Task inputs section start

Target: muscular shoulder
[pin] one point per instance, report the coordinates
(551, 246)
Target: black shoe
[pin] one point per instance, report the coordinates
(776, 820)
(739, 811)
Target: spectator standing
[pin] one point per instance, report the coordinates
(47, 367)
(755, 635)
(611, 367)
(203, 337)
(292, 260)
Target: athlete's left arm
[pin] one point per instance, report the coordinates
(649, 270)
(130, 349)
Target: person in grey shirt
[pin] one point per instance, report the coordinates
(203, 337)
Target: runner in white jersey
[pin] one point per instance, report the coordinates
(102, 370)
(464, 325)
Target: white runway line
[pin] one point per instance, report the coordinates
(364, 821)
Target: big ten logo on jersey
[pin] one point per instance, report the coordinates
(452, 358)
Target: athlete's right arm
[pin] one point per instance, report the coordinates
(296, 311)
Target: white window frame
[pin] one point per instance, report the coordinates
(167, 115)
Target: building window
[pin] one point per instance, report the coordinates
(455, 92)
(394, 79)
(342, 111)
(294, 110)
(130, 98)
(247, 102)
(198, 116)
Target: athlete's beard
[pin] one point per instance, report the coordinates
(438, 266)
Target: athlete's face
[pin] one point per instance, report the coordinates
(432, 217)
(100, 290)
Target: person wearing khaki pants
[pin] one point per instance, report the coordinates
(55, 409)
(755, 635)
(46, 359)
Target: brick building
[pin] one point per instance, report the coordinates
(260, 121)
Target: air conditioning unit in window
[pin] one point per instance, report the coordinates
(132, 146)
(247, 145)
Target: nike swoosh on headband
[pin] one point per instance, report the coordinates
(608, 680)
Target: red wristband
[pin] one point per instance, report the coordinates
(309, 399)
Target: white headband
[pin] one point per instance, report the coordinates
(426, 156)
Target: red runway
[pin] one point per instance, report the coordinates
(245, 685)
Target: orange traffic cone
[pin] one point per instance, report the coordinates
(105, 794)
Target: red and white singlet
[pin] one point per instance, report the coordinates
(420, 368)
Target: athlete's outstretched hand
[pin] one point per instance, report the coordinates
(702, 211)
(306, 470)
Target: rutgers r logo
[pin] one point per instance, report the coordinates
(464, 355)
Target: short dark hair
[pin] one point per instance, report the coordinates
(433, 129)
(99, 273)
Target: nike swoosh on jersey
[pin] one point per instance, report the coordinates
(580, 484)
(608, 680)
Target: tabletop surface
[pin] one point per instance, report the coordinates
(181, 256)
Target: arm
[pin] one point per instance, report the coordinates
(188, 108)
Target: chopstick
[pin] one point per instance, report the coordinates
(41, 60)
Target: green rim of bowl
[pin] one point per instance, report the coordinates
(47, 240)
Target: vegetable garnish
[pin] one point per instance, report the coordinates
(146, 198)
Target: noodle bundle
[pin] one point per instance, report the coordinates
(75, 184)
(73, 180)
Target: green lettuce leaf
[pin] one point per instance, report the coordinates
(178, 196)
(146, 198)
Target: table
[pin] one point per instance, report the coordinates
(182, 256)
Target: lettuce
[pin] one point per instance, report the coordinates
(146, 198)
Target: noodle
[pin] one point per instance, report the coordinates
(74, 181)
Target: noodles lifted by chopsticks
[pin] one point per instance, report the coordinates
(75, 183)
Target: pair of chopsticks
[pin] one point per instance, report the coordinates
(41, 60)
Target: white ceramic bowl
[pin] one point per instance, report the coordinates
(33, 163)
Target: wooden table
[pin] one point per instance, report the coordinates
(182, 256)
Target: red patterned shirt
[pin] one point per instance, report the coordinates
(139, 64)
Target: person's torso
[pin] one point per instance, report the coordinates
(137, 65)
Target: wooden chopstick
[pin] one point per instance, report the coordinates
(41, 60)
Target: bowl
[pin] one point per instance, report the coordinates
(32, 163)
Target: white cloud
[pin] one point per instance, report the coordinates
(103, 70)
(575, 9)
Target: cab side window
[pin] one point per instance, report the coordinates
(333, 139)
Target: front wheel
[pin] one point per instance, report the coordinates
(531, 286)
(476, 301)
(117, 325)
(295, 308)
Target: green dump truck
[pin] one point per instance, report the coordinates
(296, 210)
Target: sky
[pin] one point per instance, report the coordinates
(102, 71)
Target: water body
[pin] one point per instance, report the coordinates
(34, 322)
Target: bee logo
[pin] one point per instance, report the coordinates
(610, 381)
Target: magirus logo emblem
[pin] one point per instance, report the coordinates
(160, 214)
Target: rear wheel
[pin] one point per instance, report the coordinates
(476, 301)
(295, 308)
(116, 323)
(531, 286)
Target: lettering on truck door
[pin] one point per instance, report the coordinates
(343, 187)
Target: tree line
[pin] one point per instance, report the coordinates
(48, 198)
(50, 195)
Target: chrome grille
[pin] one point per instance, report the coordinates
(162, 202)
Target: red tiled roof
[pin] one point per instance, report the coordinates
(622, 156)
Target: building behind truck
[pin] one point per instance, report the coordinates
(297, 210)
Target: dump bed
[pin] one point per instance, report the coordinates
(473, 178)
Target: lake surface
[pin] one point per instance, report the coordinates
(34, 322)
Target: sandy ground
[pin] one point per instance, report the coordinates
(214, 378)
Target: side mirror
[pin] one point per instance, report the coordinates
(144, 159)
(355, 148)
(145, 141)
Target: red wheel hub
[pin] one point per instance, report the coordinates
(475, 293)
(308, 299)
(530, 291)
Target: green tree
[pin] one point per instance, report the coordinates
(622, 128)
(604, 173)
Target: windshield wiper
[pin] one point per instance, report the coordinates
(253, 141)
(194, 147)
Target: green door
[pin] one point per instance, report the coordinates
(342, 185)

Task inputs section end

--- Exercise description ---
Each line from the top of the records above through the line containing "Target: spectator standing" needs to be transcribed exactly, and no line after it.

--- Final answer ---
Target: muscular shoulder
[pin] one point per instance, report the coordinates
(551, 246)
Target: black shoe
[pin] one point per instance, report the coordinates
(776, 820)
(739, 811)
Target: spectator standing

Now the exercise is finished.